◆ Material for the task

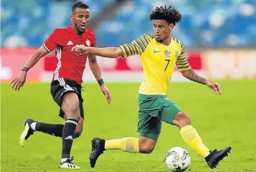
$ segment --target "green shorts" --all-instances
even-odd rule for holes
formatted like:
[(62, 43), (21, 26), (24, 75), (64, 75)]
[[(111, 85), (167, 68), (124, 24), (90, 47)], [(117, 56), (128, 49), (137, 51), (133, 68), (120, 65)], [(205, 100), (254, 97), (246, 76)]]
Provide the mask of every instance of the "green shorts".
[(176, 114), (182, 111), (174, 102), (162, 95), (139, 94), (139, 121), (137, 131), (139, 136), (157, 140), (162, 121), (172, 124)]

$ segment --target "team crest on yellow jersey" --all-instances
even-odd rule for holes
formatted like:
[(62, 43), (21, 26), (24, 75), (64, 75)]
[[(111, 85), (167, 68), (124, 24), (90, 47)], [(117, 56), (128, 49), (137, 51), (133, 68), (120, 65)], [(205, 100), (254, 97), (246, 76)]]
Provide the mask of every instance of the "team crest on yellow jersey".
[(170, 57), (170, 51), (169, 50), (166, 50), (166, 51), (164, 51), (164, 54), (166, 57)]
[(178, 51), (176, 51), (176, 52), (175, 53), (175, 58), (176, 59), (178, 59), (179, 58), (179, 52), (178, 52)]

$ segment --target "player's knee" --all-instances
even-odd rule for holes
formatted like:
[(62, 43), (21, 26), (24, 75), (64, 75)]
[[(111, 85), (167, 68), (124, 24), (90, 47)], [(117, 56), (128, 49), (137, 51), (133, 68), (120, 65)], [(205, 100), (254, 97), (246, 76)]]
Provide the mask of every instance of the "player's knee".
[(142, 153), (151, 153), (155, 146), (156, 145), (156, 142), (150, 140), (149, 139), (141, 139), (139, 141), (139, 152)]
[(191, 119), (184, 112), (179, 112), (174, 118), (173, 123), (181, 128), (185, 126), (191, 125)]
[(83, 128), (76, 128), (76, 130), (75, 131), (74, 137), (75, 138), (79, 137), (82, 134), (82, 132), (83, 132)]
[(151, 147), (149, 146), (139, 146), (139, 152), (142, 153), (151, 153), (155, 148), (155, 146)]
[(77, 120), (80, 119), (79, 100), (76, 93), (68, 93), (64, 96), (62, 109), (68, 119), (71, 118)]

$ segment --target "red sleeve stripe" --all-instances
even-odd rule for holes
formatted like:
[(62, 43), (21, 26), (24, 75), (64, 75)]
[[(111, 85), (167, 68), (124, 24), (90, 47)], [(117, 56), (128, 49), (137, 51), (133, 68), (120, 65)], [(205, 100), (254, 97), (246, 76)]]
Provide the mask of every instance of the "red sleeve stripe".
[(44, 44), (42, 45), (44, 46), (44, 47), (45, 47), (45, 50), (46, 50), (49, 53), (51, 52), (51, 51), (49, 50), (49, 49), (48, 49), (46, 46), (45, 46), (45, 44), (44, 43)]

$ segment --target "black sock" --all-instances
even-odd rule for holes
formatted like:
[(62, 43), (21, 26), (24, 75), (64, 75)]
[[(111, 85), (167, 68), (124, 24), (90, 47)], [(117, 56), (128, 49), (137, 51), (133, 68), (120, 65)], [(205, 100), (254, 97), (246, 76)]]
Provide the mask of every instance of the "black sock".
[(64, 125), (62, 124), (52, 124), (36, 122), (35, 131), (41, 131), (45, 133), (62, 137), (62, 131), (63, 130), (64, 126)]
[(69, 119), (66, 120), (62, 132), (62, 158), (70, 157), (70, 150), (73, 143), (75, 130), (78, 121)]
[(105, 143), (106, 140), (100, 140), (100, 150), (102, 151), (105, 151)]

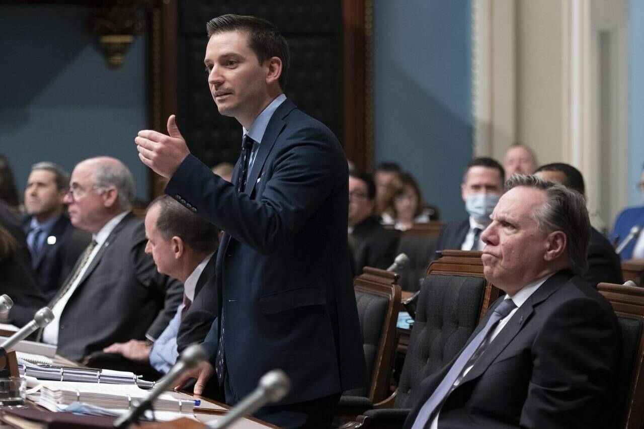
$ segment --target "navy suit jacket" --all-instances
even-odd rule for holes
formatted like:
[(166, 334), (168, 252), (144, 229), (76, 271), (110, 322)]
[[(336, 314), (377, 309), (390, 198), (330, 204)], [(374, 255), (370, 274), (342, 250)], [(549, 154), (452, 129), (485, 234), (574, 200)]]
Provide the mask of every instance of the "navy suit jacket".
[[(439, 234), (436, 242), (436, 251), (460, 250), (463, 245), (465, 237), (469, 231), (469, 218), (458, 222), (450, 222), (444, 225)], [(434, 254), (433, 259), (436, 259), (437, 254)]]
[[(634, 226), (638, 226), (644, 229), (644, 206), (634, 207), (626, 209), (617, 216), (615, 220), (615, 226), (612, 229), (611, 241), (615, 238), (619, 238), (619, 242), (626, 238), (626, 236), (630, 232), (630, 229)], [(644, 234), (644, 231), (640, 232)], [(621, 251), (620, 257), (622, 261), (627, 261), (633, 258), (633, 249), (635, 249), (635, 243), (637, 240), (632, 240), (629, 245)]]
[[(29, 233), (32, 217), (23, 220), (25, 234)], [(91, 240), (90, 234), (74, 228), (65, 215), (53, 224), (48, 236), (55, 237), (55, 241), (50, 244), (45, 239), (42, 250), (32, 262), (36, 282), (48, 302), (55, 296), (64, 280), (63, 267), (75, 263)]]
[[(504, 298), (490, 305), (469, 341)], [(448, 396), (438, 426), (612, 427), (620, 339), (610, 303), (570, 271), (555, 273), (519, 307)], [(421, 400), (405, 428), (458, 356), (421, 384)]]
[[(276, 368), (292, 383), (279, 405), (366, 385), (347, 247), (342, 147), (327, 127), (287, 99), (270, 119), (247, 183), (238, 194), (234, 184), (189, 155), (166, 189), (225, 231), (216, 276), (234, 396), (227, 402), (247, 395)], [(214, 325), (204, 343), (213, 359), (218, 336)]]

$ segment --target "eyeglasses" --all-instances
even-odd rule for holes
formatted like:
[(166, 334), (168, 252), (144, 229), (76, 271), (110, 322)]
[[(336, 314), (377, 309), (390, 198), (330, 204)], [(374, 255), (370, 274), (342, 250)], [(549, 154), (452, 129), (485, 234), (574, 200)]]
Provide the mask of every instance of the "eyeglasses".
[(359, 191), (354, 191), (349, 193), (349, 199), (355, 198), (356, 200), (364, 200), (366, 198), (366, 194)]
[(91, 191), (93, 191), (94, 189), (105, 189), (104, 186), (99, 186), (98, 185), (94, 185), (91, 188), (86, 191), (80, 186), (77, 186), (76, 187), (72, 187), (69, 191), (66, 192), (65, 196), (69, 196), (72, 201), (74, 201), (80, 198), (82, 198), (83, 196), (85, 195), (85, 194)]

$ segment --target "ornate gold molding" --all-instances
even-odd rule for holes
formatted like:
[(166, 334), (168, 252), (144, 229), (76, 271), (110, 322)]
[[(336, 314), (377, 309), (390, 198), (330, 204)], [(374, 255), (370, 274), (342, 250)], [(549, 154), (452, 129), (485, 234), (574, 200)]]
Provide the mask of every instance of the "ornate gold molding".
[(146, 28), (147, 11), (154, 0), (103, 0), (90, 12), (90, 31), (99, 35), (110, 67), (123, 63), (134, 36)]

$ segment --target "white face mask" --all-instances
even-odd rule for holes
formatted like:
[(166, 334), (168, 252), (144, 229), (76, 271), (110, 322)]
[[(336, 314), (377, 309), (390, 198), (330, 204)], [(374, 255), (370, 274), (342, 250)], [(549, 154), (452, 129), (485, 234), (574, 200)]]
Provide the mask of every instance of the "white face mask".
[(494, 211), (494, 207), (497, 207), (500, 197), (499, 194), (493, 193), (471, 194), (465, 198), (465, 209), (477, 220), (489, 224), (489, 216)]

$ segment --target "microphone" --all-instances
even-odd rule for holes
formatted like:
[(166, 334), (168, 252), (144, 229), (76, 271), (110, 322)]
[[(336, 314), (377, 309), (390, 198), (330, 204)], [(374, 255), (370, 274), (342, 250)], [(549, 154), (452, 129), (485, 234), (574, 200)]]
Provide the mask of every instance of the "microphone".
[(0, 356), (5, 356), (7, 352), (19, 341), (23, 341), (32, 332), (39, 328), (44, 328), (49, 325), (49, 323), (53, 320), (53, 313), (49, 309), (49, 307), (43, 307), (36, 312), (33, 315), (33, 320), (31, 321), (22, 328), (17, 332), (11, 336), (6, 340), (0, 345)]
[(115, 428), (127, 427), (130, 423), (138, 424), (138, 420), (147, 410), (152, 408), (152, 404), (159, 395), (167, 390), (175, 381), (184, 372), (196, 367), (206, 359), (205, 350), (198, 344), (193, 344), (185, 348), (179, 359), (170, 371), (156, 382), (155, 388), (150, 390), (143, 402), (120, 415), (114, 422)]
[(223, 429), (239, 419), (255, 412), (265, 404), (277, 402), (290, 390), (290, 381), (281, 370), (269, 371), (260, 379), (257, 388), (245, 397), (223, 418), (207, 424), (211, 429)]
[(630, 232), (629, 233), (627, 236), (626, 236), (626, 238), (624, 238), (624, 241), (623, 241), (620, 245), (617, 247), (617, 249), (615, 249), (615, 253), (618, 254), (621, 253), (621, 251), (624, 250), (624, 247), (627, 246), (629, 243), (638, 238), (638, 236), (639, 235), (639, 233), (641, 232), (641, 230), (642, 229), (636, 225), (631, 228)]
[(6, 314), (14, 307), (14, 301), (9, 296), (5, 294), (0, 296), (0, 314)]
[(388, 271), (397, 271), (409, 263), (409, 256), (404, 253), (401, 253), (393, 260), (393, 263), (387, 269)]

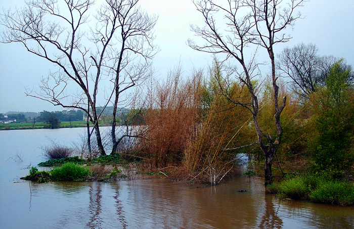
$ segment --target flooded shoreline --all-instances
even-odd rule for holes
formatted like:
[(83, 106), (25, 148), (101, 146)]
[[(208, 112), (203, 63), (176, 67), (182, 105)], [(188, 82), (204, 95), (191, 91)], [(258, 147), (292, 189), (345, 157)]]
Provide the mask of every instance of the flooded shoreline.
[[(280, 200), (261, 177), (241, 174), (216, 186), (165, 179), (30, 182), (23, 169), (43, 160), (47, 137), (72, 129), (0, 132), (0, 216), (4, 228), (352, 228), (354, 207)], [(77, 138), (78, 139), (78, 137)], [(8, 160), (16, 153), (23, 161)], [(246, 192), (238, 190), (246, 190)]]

◆ Given task
Convert the part of the listing that opens at its start and closes with the line containing "52), (178, 52)]", both ends included, into a JSON list of strings with one string per line. Skip blank lines and leave out the pictures.

◆ Response to this task
[
  "$ segment --target \"green shorts\" --all-instances",
  "even-odd rule for holes",
  "formatted like:",
  "[(62, 43), (21, 26), (24, 75), (64, 75)]",
  "[[(111, 85), (167, 68), (124, 24), (90, 47)], [(117, 56), (128, 49), (137, 51), (133, 68), (120, 65)], [(205, 100), (254, 97), (246, 76)]]",
  "Provide the mask of every instance of the \"green shorts\".",
  "[(176, 114), (182, 111), (174, 102), (162, 95), (139, 94), (139, 121), (137, 131), (139, 136), (157, 140), (162, 121), (172, 124)]",
  "$ segment --target \"team crest on yellow jersey\" --all-instances",
  "even-odd rule for holes",
  "formatted like:",
  "[(62, 43), (21, 26), (24, 75), (64, 75)]",
  "[[(111, 85), (167, 68), (124, 24), (90, 47)], [(117, 56), (128, 49), (137, 51), (133, 68), (120, 65)], [(205, 100), (254, 97), (246, 76)]]",
  "Provide the mask of every instance of the \"team crest on yellow jersey\".",
  "[(170, 57), (170, 51), (169, 50), (166, 50), (166, 51), (164, 51), (164, 54), (166, 57)]",
  "[(178, 51), (176, 51), (176, 52), (175, 53), (175, 58), (176, 59), (178, 59), (179, 58), (179, 52), (178, 52)]"
]